◆ **Activity**:
Work out how many lines in the material beneath contain "wheel". Give only that number.

◆ **Supplied data**:
------------------------------------

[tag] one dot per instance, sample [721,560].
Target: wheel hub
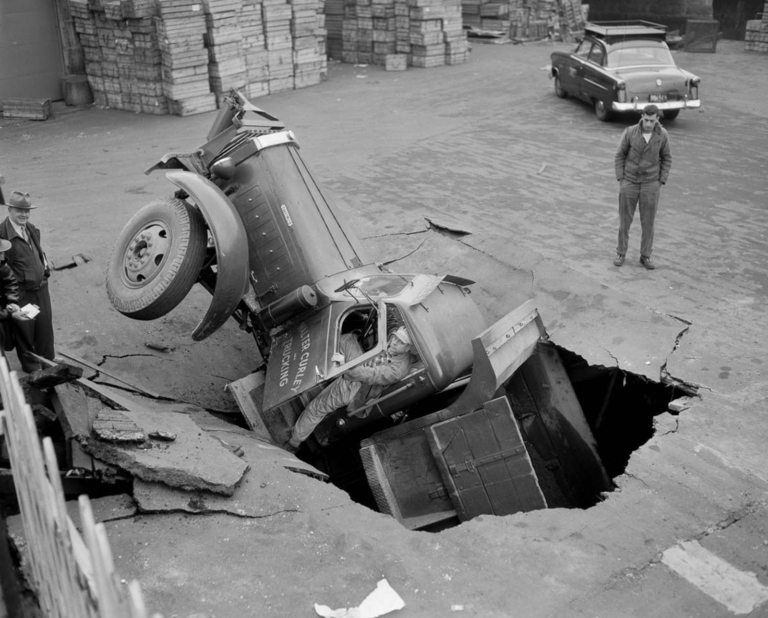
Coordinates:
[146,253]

------------------------------------

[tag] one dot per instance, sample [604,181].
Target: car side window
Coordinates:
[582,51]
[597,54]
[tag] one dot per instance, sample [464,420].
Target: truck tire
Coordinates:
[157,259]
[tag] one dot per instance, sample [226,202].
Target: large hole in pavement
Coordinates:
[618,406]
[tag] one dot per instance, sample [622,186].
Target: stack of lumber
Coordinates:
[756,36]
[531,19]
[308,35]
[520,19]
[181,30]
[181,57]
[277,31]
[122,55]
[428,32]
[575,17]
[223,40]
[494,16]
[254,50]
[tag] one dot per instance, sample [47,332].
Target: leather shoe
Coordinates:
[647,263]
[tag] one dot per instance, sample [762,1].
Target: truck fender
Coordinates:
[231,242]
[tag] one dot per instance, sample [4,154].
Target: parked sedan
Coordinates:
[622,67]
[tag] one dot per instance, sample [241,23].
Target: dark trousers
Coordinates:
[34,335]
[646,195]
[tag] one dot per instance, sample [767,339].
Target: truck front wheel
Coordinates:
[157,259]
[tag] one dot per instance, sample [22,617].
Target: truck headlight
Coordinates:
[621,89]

------------------------------------

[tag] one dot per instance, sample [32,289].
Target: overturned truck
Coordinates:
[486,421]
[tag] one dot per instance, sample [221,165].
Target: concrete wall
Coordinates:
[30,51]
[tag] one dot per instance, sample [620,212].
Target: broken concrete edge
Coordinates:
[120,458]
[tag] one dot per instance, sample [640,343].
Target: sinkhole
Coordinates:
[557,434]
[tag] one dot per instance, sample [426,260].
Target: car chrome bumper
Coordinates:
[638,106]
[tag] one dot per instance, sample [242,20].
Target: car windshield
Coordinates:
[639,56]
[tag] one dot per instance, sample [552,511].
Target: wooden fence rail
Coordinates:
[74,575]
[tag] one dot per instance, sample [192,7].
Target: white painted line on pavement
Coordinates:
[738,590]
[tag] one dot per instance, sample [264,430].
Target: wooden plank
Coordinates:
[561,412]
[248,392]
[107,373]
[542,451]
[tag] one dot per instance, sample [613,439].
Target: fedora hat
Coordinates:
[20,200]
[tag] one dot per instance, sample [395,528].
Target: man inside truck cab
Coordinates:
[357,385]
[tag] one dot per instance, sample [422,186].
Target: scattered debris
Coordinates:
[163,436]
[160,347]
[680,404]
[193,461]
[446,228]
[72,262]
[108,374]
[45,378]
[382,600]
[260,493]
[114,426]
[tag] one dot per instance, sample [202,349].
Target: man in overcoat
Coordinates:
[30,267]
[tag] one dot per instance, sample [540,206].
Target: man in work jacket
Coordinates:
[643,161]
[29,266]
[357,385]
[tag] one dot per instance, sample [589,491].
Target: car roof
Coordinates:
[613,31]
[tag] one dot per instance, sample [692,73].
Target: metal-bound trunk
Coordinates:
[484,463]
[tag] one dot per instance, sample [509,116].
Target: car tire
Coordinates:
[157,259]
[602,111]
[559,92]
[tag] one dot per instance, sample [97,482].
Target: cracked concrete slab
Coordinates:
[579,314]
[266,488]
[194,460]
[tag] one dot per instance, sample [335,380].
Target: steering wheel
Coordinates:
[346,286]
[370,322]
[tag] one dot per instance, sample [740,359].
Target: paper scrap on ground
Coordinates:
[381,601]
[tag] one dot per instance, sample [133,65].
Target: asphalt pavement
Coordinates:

------------------------------------

◆ **Solution**:
3